*DOCUMENT SOURCE*:
^^^^

Quelques nouvelles de par ici
 
 
    Je vais vous donner un peu des nouvelles de par ici. C'est où par ici? C'est chez moi. Enfin, je veux dire pas loin. A la rigueur juste à côté. Le décor, vous le connaissez. Il y a un village avec son clocher vaguement roman. Le presbytère transformé en gîte rural. L'épicerie où l'on vend des caramels pour les gosses et des asticots pour la pêche. Le calme règne jusqu'au milieu de l'après-midi. C'est à ce moment-là que les tracteurs ramènent les voitures de foin dans les fermes. Les travaux agricoles, cette année, quelle galère: on est passé directement de l'hiver du mois de mai à la canicule du solstice! Vers dix-huit heures, dix-huit heure trente, les gosses font des pirouettes à bécane et les ados, sur la placette, gloussent dans leurs téléphones portables sans jamais déclarer forfait. Ensuite, le boulodrome de fortune prend  doucement des allures de petit G20 provincial.

^^^^

*TRAVAIL DEMANDÉ*:
1. Résumez le document source en deux phrases.
2. D'après le document source, qu'est devenu le presbytère du village ?
3. Recopiez, dans le document source, le passage qui s'ouvre sur les mots contenant « Je vais vous » et se termine par « petit G20 provincial. ».

^^^^

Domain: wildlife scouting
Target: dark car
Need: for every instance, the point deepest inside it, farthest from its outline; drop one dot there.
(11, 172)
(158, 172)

^^^^

*CORRIGÉ DES EXERCICES*:
1. Le document source décrit un village tout proche, avec son clocher vaguement roman, son presbytère transformé en gîte rural et son épicerie qui vend des caramels et des asticots. Le calme y règne jusqu'au milieu de l'après-midi, quand les tracteurs ramènent le foin, puis vers dix-huit heures les gosses font des pirouettes à bécane, les ados gloussent dans leurs téléphones portables et le boulodrome s'anime.

2. Il a été transformé en gîte rural.

3.
Je vais vous donner un peu des nouvelles de par ici. C'est où par ici? C'est chez moi. Enfin, je veux dire pas loin. A la rigueur juste à côté. Le décor, vous le connaissez. Il y a un village avec son clocher vaguement roman. Le presbytère transformé en gîte rural. L'épicerie où l'on vend des caramels pour les gosses et des asticots pour la pêche. Le calme règne jusqu'au milieu de l'après-midi. C'est à ce moment-là que les tracteurs ramènent les voitures de foin dans les fermes. Les travaux agricoles, cette année, quelle galère: on est passé directement de l'hiver du mois de mai à la canicule du solstice! Vers dix-huit heures, dix-huit heure trente, les gosses font des pirouettes à bécane et les ados, sur la placette, gloussent dans leurs téléphones portables sans jamais déclarer forfait. Ensuite, le boulodrome de fortune prend  doucement des allures de petit G20 provincial.